--- Document section ---
....................
Monday, March 10, 2008


Due to various complications in my life, I have decided that it would probably be best for me to stop blogging.

I want to thank all of the really kind and wonderful people who have taken the time to read and comment. I've developed quite an affection for some of you and seeing your names show up next to some comments always brightens my day. I'll still be reading the blogs of the nice folks who I met here so you'll still hear from me where you are doing your writing.

Thank you and all of my best to you.

Sunday, March 09, 2008


Lately, I've noticed that my strongest impulse to make blog posts seems to come within 15 or fewer minutes of a lesson starting with one of my students. In fact, as I write this, I have a lesson 10 minutes away. This seems like a pretty absurd thing to have happen as it guarantees I won't be able to finish before the student shows up, so I've wondered what this is all about.

I'm a relatively nervous and compulsive person when it comes to preparation for a task and I tend to want to have all my ducks in a row (so to speak, no actual ducks are used in my lessons though it'd be a lot cooler if they were) long before the lessons are due to start. I'm guessing the timing of my posts being started is connected with the fact that I get the preparation out of the way and find that there is still a bit of time left. The mind starts tiptoeing through the tulips of my thought fragments and trips over one that hasn't been discussed yet and I sit at the keyboard and start working.
....................
Dataset entries
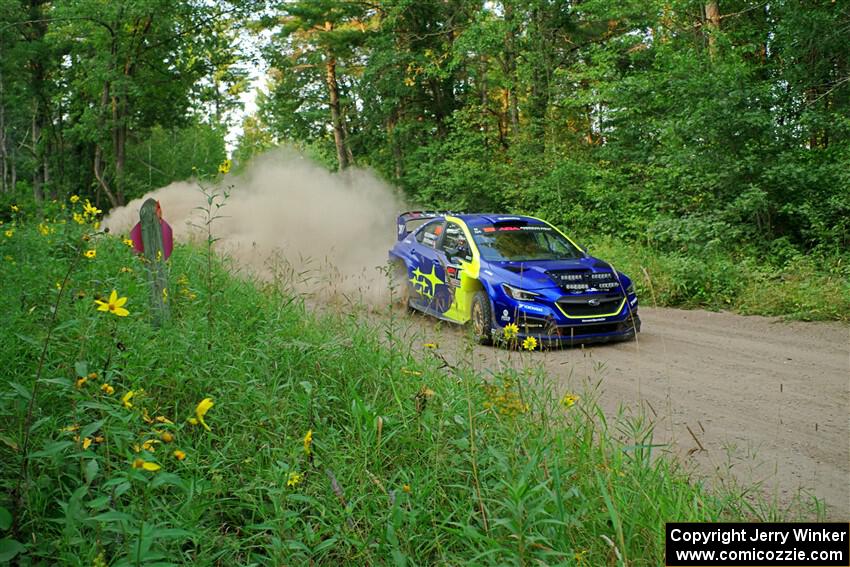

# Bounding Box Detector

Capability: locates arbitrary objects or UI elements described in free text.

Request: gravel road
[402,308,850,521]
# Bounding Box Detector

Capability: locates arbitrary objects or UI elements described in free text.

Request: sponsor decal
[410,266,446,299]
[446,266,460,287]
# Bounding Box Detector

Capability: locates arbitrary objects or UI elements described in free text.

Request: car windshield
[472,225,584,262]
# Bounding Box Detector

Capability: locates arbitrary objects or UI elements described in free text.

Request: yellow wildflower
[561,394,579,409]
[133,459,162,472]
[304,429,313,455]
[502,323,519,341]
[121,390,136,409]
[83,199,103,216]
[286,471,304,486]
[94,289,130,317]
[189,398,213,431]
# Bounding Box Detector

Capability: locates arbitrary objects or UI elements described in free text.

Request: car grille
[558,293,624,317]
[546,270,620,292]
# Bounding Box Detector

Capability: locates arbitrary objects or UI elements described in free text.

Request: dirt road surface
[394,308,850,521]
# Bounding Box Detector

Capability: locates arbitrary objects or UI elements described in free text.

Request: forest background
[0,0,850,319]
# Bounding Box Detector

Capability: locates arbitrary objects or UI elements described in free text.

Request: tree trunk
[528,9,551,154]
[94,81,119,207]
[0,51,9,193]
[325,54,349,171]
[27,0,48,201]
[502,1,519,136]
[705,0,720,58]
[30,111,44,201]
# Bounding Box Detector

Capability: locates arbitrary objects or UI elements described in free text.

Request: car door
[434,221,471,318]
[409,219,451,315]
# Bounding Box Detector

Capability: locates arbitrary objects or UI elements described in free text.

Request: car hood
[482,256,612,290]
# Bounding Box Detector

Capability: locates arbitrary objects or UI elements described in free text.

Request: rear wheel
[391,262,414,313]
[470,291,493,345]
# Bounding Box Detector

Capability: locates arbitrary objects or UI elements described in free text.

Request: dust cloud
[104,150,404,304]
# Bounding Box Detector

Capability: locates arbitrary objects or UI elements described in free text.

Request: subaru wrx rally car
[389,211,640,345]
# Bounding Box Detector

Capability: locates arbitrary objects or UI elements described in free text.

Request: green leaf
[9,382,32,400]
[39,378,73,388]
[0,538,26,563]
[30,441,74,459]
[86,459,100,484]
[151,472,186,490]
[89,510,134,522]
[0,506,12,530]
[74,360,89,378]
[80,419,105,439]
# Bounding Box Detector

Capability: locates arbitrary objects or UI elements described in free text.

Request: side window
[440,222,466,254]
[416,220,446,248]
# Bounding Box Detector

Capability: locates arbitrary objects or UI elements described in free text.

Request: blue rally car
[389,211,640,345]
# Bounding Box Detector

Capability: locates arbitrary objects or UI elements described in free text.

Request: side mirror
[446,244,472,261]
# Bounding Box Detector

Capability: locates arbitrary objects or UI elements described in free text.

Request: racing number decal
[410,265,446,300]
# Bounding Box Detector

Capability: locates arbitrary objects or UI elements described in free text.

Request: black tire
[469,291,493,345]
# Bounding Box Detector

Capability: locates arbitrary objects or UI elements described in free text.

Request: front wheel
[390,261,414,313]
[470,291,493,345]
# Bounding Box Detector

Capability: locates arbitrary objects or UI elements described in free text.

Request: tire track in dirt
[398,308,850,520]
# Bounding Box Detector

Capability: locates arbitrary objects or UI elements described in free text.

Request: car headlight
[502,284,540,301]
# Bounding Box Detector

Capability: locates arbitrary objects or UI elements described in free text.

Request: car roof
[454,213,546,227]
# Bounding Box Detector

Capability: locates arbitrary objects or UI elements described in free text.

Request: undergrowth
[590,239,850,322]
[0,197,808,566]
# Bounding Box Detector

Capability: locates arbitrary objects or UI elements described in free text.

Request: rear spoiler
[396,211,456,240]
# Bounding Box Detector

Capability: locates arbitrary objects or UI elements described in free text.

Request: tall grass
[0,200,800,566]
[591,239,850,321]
....................
--- What this task involves ---
In the blog posts, how close to the start of a lesson does the writer say the strongest urge to write a post tends to come?

--- Worked solution ---
Within 15 or fewer minutes of a lesson starting.